EXERCISE DESCRIPTION => Identify the line that contains "In the photograph above, where can the clear" in the material. Output it and every line after it, unchanged, through the end.

INPUT DATA =>
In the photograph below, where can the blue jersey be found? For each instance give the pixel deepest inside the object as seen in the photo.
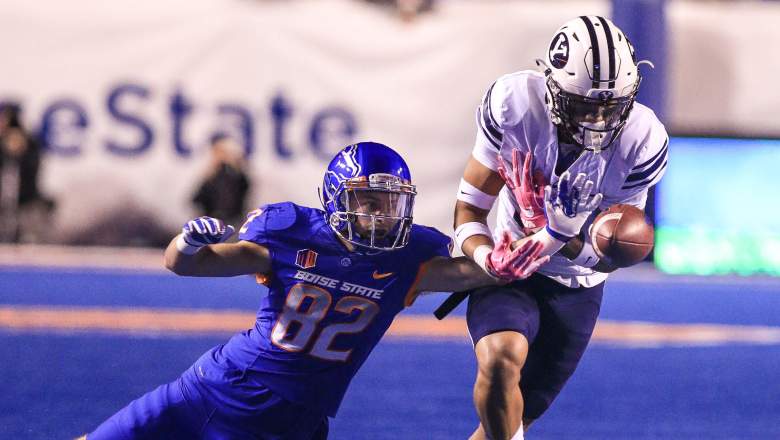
(325, 310)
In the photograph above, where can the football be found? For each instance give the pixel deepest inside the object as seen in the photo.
(622, 235)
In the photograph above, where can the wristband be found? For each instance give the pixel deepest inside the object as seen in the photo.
(480, 257)
(474, 196)
(184, 247)
(466, 230)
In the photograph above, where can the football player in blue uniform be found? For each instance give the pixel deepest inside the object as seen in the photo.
(336, 279)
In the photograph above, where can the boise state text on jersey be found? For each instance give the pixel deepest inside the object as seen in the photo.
(325, 310)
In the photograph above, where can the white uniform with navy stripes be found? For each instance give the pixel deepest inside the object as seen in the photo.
(513, 115)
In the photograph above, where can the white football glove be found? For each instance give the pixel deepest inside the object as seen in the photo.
(569, 206)
(200, 232)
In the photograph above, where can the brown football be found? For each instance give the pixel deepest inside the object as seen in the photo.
(622, 235)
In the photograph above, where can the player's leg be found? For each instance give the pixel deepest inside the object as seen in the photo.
(567, 319)
(502, 321)
(169, 411)
(497, 398)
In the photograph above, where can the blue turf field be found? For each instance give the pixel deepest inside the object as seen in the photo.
(59, 384)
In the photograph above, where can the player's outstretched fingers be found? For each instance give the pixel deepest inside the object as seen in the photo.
(527, 176)
(579, 181)
(594, 203)
(528, 261)
(564, 185)
(228, 232)
(586, 190)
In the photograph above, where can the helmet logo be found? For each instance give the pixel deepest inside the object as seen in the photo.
(559, 51)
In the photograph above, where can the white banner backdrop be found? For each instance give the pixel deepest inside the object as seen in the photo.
(128, 93)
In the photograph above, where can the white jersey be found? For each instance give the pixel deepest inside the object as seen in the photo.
(513, 115)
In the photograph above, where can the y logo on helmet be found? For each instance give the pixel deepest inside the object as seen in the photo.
(348, 167)
(345, 168)
(559, 51)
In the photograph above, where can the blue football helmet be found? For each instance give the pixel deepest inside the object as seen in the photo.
(368, 196)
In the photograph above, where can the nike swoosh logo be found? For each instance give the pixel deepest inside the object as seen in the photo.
(380, 276)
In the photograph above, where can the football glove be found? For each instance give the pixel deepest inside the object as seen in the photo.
(569, 205)
(203, 231)
(527, 187)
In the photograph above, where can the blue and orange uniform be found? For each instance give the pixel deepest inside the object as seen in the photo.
(327, 307)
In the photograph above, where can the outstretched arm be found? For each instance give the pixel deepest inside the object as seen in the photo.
(199, 251)
(442, 274)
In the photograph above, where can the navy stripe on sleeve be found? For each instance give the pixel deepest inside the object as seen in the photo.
(488, 122)
(652, 159)
(496, 144)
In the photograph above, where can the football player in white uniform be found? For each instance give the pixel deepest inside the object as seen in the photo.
(578, 117)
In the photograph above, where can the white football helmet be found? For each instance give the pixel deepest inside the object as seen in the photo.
(592, 80)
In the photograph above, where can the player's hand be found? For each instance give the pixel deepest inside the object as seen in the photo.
(527, 187)
(203, 231)
(569, 206)
(508, 265)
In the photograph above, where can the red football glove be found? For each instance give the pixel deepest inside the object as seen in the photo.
(509, 265)
(528, 190)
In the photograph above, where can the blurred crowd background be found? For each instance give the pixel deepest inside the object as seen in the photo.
(119, 121)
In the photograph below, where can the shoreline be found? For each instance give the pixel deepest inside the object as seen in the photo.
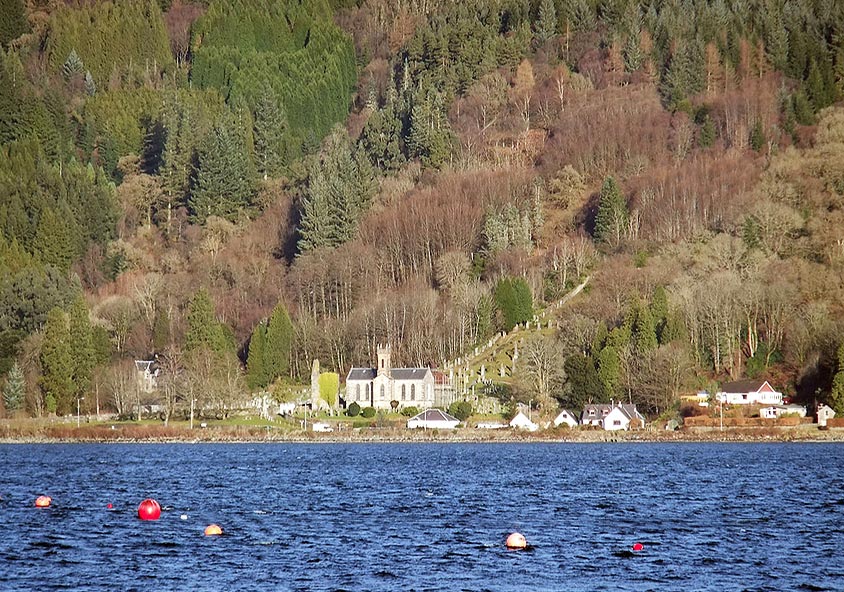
(463, 436)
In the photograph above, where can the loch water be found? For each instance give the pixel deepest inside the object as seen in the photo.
(414, 517)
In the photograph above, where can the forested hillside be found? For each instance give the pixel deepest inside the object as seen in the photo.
(237, 187)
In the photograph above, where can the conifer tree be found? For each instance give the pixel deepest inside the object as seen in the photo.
(57, 363)
(14, 390)
(255, 371)
(269, 129)
(225, 179)
(81, 345)
(546, 22)
(13, 21)
(612, 216)
(204, 331)
(278, 345)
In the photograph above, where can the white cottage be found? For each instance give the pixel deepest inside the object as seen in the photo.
(565, 417)
(433, 419)
(523, 422)
(376, 387)
(617, 416)
(749, 392)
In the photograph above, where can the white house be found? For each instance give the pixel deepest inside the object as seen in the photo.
(376, 387)
(825, 413)
(523, 422)
(565, 417)
(749, 392)
(775, 411)
(615, 416)
(433, 419)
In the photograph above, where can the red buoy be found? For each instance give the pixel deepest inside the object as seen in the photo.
(516, 541)
(149, 510)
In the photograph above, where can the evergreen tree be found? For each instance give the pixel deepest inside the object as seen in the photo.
(14, 391)
(82, 346)
(57, 363)
(256, 376)
(54, 242)
(269, 130)
(546, 22)
(204, 331)
(612, 216)
(225, 177)
(13, 21)
(279, 343)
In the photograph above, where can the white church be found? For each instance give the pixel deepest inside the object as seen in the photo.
(376, 387)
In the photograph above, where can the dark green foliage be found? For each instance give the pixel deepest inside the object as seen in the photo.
(14, 390)
(225, 179)
(757, 136)
(279, 343)
(340, 188)
(612, 216)
(461, 410)
(270, 131)
(124, 39)
(585, 384)
(204, 331)
(13, 21)
(514, 302)
(293, 47)
(57, 362)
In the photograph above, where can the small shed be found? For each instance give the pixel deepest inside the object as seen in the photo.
(523, 422)
(433, 419)
(565, 417)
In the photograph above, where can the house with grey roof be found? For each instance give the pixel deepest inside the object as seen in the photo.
(376, 387)
(613, 416)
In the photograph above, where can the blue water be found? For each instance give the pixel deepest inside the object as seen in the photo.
(418, 517)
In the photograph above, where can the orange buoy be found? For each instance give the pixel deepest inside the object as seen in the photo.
(149, 510)
(516, 541)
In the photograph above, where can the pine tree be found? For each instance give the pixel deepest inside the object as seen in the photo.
(279, 343)
(14, 390)
(255, 371)
(612, 216)
(269, 130)
(546, 22)
(204, 331)
(54, 243)
(57, 363)
(225, 179)
(13, 21)
(82, 346)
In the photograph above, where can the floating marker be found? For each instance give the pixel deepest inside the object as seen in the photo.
(149, 510)
(516, 541)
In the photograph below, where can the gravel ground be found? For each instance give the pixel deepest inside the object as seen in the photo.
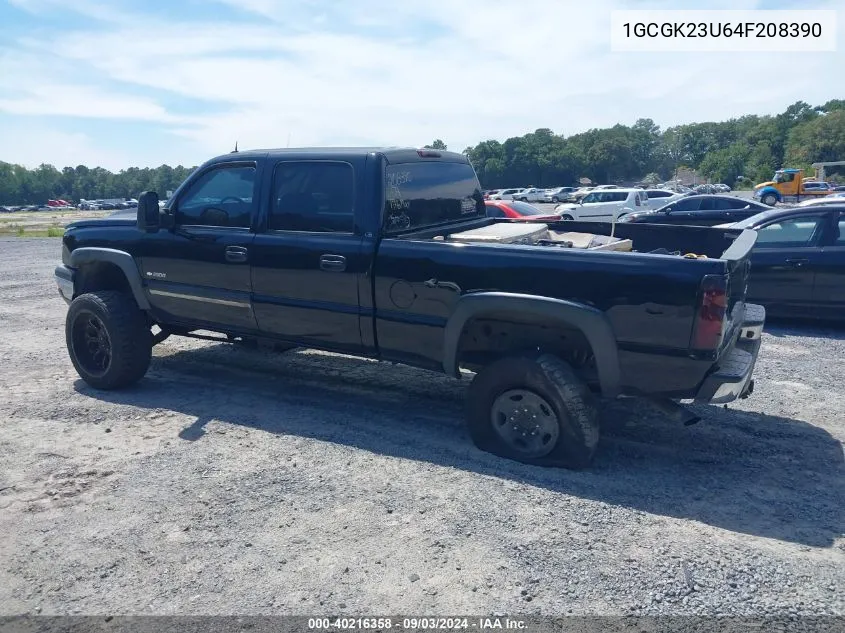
(230, 481)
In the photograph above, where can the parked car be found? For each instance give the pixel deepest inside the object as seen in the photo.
(604, 205)
(515, 209)
(699, 210)
(833, 198)
(505, 194)
(816, 185)
(383, 253)
(558, 194)
(661, 197)
(798, 261)
(531, 194)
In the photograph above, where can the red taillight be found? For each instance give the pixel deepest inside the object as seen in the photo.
(711, 318)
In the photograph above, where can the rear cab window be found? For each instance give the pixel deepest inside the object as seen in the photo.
(425, 194)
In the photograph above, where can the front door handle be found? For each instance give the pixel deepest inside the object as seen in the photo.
(797, 263)
(236, 254)
(333, 263)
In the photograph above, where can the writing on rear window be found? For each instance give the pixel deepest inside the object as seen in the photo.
(426, 194)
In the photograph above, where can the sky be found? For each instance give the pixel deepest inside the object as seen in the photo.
(120, 83)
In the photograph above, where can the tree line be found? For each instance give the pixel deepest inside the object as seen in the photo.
(743, 150)
(19, 185)
(746, 149)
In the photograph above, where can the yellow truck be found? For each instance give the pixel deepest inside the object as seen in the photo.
(789, 185)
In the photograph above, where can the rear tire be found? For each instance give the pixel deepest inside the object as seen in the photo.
(535, 410)
(108, 338)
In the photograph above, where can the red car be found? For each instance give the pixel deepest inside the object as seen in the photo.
(517, 210)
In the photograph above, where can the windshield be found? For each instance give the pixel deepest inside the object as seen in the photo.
(523, 208)
(754, 219)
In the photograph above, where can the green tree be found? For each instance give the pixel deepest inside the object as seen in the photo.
(819, 139)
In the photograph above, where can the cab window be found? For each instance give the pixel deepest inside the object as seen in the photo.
(790, 232)
(223, 196)
(313, 196)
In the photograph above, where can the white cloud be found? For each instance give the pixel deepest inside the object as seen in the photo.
(394, 72)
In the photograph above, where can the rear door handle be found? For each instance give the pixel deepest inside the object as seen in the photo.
(797, 263)
(236, 254)
(333, 263)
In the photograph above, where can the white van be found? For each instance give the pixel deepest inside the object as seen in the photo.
(604, 205)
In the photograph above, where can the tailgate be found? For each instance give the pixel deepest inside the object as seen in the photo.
(738, 259)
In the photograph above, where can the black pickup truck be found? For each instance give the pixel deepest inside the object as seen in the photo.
(360, 251)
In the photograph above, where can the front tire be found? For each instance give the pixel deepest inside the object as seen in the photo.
(108, 338)
(533, 409)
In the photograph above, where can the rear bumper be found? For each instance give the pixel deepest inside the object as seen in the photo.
(64, 280)
(732, 379)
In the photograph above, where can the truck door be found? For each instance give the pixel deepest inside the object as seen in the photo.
(784, 263)
(198, 272)
(308, 257)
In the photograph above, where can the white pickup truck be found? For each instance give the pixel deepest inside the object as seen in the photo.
(604, 205)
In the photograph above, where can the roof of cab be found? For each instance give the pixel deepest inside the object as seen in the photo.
(392, 154)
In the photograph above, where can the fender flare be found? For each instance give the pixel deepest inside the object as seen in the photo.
(122, 260)
(590, 321)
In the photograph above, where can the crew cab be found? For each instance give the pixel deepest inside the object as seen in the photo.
(386, 253)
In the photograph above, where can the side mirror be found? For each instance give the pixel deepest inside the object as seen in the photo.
(149, 215)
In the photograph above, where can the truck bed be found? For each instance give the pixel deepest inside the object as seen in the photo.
(649, 295)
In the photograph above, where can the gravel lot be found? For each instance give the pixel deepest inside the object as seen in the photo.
(231, 481)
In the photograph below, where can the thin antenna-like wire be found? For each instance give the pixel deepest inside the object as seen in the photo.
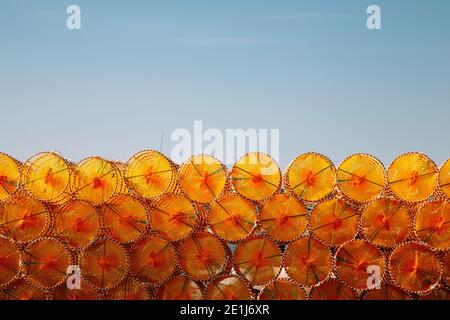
(161, 143)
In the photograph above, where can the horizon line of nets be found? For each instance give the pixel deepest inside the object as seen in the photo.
(153, 229)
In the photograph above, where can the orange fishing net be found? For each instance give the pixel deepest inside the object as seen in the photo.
(311, 177)
(385, 222)
(334, 222)
(282, 289)
(353, 260)
(361, 177)
(415, 268)
(153, 229)
(256, 176)
(332, 290)
(283, 217)
(308, 261)
(412, 177)
(258, 260)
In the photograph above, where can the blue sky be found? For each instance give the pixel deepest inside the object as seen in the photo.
(310, 68)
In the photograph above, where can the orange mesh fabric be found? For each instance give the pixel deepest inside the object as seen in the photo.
(433, 224)
(9, 176)
(256, 176)
(361, 177)
(77, 223)
(258, 260)
(334, 222)
(283, 217)
(308, 261)
(173, 216)
(152, 259)
(415, 267)
(47, 176)
(202, 178)
(203, 256)
(282, 290)
(125, 218)
(150, 173)
(46, 262)
(386, 222)
(9, 261)
(386, 292)
(353, 260)
(96, 180)
(180, 288)
(311, 177)
(104, 263)
(232, 217)
(23, 218)
(332, 290)
(228, 288)
(412, 177)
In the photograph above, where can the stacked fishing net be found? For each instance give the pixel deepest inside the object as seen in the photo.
(152, 229)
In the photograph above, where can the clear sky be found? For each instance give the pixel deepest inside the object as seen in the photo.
(310, 68)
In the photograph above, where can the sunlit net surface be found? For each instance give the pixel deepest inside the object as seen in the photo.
(152, 229)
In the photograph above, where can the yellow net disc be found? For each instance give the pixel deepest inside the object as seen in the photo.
(282, 289)
(332, 290)
(353, 260)
(47, 176)
(361, 177)
(283, 217)
(173, 216)
(444, 178)
(386, 292)
(256, 176)
(203, 178)
(386, 222)
(104, 263)
(23, 218)
(228, 288)
(311, 177)
(334, 222)
(128, 289)
(46, 262)
(412, 177)
(150, 174)
(86, 292)
(433, 224)
(203, 256)
(232, 217)
(96, 180)
(152, 259)
(124, 217)
(308, 261)
(22, 290)
(180, 288)
(9, 176)
(414, 267)
(9, 261)
(258, 260)
(77, 223)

WRITTEN REPLY =>
In the photograph above, where can the clear sky be found? For each instance give the pixel deepest inside the object as seen in the photo.
(310, 68)
In the photograph above, where can the sunlit net surface be found? For each instance give the pixel deepest inside the object as seen in the photo.
(152, 229)
In the photograph above, where can the yellow net disc be found? For each instance give the pixel deepest inside the object as seen in the photo.
(282, 289)
(332, 290)
(353, 260)
(47, 176)
(361, 177)
(283, 217)
(173, 216)
(444, 178)
(386, 292)
(256, 176)
(203, 178)
(386, 222)
(104, 263)
(23, 218)
(228, 288)
(311, 177)
(334, 222)
(128, 289)
(46, 262)
(412, 177)
(150, 174)
(86, 292)
(433, 224)
(203, 256)
(232, 217)
(96, 180)
(152, 259)
(124, 217)
(308, 261)
(22, 290)
(180, 288)
(9, 176)
(414, 267)
(9, 261)
(258, 260)
(77, 223)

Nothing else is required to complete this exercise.